*Trecho do texto:*
'''
12 Março 2018
Embora avalie que o governo Michel Temer decidiu intervir na segurança do Rio de Janeiro em busca de ganhos políticos, o historiador José Murilo de Carvalho diz que a motivação não significa o fracasso da operação.
Especialista na história das Forças Armadas, Carvalho afirma que a intervenção "disfarça a incapacidade de passar a reforma da Previdência, fortalece o MDB (partido de Michel Temer) e dá alguma popularidade a um presidente que não tem nenhuma".
Mas ele diz que a operação pode ser bem sucedida "se tiver os recursos necessários para ir à origem do problema: o tráfico de armas e drogas e a corrupção policial".
A reportagem é de João Fellet, publicada por BBC Brasil, 11-03-2018.
Professor titular da Universidade Federal do Rio de Janeiro (UFRJ) com pós-doutorado nas universidades de Londres e Stanford (EUA), Carvalho é autor de 21 livros, entre os quais Forças Armadas e Política no Brasil, obra referência nos estudos sobre a instituição.
Em entrevista à BBC Brasil, o professor - membro da Academia Brasileira de Letras - defendeu que militares empreguem no Rio fórmula semelhante à adotada pelas forças brasileiras no Haiti.
Carvalho avalia como positiva a experiência das tropas no país caribenho, onde o Brasil chefiou o braço militar de uma missão da ONU entre 2004 e 2017. No Haiti, diz o historiador, os militares brasileiros "combinaram de forma criativa hardpower e softpower" - em outras palavras, força bruta e diplomacia com a população.
"As tropas tentaram conquistar a simpatia dos haitianos com futebol, música, aulas etc. Oficiais iam até a cultos de vodu", afirma Carvalho.
Para ele, não houve uso exagerado da força no país caribenho, pois "a fiscalização da ONU era grande". Ele diz acreditar que a visibilidade da operação no Rio imporá limites à violência das tropas.
Afirma, porém, que será uma "operação de risco" para os militares. Se a intervenção fracassar, diz ele, "corre-se o risco de desmoralizar as Forças Armadas e corromper a tropa".
Carvalho afirma que as Forças Armadas - hoje requisitadas por governadores para tapar buracos deixados pelas polícias estaduais - contribuíram, num passado não muito distante, para que os Estados perdessem o controle sobre seus órgãos de segurança.
Segundo o historiador, quando estiveram sob o comando das Forças Armadas durante a ditadura militar (1964-1985), as polícias estaduais ganharam "uma musculatura que agora usam contra os enfraquecidos governadores".
'''
(Entradas da coleção)
'''
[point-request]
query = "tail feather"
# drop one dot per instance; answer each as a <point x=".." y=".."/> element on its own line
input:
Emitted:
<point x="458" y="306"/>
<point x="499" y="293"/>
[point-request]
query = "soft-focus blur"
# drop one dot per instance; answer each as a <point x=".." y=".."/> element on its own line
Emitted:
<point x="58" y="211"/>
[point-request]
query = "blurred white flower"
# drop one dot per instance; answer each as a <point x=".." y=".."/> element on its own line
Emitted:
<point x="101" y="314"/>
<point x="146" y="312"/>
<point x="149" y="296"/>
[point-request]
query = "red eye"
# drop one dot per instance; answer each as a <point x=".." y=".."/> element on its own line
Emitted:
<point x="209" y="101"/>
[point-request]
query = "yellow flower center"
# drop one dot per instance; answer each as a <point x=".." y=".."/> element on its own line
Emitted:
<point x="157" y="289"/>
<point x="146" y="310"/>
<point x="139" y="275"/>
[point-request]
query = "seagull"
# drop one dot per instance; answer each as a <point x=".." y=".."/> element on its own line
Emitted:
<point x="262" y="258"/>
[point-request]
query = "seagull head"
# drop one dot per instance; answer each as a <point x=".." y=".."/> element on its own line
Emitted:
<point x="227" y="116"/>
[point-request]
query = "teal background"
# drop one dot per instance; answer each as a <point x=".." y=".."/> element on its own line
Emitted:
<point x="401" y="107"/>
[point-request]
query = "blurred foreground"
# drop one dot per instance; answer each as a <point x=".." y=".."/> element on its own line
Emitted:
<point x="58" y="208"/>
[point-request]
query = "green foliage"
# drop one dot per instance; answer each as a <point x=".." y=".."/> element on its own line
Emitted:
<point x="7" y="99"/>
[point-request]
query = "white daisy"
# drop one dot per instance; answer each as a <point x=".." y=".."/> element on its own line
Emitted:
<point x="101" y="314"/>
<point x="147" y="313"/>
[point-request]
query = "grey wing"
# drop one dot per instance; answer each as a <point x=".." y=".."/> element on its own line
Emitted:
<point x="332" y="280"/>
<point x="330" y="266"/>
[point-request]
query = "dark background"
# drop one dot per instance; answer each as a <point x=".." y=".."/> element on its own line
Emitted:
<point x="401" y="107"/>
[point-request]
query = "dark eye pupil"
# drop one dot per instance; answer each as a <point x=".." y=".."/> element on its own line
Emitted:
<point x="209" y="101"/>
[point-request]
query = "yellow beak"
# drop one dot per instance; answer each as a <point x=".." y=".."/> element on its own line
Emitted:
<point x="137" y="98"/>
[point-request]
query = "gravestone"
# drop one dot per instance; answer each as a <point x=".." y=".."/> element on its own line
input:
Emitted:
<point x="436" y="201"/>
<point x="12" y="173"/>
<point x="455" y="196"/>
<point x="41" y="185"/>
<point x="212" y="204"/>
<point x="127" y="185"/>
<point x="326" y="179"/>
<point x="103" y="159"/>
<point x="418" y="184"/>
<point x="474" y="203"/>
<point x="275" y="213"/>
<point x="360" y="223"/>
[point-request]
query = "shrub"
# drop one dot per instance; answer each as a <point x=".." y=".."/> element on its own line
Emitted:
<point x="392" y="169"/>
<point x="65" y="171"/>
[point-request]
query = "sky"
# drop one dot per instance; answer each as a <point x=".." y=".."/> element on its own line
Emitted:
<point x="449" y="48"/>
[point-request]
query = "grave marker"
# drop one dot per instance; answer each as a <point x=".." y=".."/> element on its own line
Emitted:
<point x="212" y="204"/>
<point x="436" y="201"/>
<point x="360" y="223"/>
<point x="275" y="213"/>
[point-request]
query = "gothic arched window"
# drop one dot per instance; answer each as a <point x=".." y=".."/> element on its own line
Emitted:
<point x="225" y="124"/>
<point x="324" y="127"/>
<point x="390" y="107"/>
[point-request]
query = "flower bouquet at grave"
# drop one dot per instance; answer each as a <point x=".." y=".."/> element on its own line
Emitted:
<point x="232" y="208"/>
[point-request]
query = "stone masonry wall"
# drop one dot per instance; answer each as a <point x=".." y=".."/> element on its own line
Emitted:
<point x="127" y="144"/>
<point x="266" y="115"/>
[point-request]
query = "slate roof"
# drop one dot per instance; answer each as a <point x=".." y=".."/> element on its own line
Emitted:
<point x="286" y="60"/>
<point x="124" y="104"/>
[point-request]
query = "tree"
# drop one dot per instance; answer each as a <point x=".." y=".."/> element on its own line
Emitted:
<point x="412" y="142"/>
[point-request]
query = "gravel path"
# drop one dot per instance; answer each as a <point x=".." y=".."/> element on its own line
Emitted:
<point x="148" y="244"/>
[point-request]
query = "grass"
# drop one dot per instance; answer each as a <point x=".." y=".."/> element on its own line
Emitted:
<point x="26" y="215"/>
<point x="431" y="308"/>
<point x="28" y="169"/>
'''
*O que fazer:*
(A) Edite a reportagem sobre a intervenção no Rio: reproduza o trecho entre "12 Março 2018" e "fracasso da operação.", inclusive, substituindo "historiador" por "pesquisador".
(B) Prossiga com a reportagem sobre a intervenção no Rio a partir do ponto em que ela termina.

*Respostas por tarefa:*
(A)
12 Março 2018
Embora avalie que o governo Michel Temer decidiu intervir na segurança do Rio de Janeiro em busca de ganhos políticos, o pesquisador José Murilo de Carvalho diz que a motivação não significa o fracasso da operação.

(B)
"Ironicamente, são os governadores que agora recorrem ao governo central para pedir a ajuda que suas polícias não lhes dão", afirma.
Nos últimos anos, polícias militares de vários Estados cruzaram os braços em protesto contra salários baixos ou atrasados, ainda que a legislação proíba que a categoria entre em greve.
Para Carvalho, embora a Constituição de 1988 tenha devolvido aos Estados o comando das polícias militares, as corporações jamais se submeteram inteiramente ao controle civil. Em Cidadania no Brasil: O Longo Caminho, ele afirma que os Estados não têm conseguido sanar atos de indisciplina, denúncias de corrupção e de abusos de força entre os policiais.
Segundo Carvalho, as polícias estaduais ganharam importância após o fim do período imperial (1822-1889), quando passaram a ser empregadas pelos governadores dos Estados mais poderosos como "pequenos exércitos" na disputa pela Presidência.
Naquela época, houve ocasiões em que forças estaduais se enfrentaram umas às outras, caso da Revolução Farroupilha, em 1838, e do golpe que levou Getúlio Vargas à Presidência, em 1930.
Postas sob a jurisdição do governo federal no Estado Novo, em 1937, e transformadas em forças auxiliares e reservas do Exército a partir de 1946, as corporações completaram seu processo de militarização com o golpe de 1964.
Então comandadas por militares do Exército, formaram órgãos de inteligência e repressão que atuavam junto das Forças Armadas. Paralelamente, diz Carvalho, os Estados perderam poder e se tornaram financeiramente dependentes do governo central.
Mesmo após voltarem à tutela dos Estados, em 1988, as polícias militares mantiveram o perfil militarizado e continuaram como forças auxiliares e reservas do Exército.
Desde então, segundo o professor, voltaram a se comportar como "pequenos exércitos, que às vezes escapam ao controle dos governadores".
Ele afirma à BBC Brasil que a crise econômica que golpeia os Estados intensificou o descontrole - processo que culminou com o pedido do Rio de Janeiro por uma intervenção federal em seus órgãos de segurança.
Não é a primeira vez que o Exército brasileiro é convocado para aplacar conflitos localizados. Desde o fim do século 19, o governo federal decretou várias intervenções para combater movimentos populares que considerava ameaçadores, como em 1896 em Canudos, na Bahia, e em 1912 no Contestado, divisa do Paraná com Santa Catarina.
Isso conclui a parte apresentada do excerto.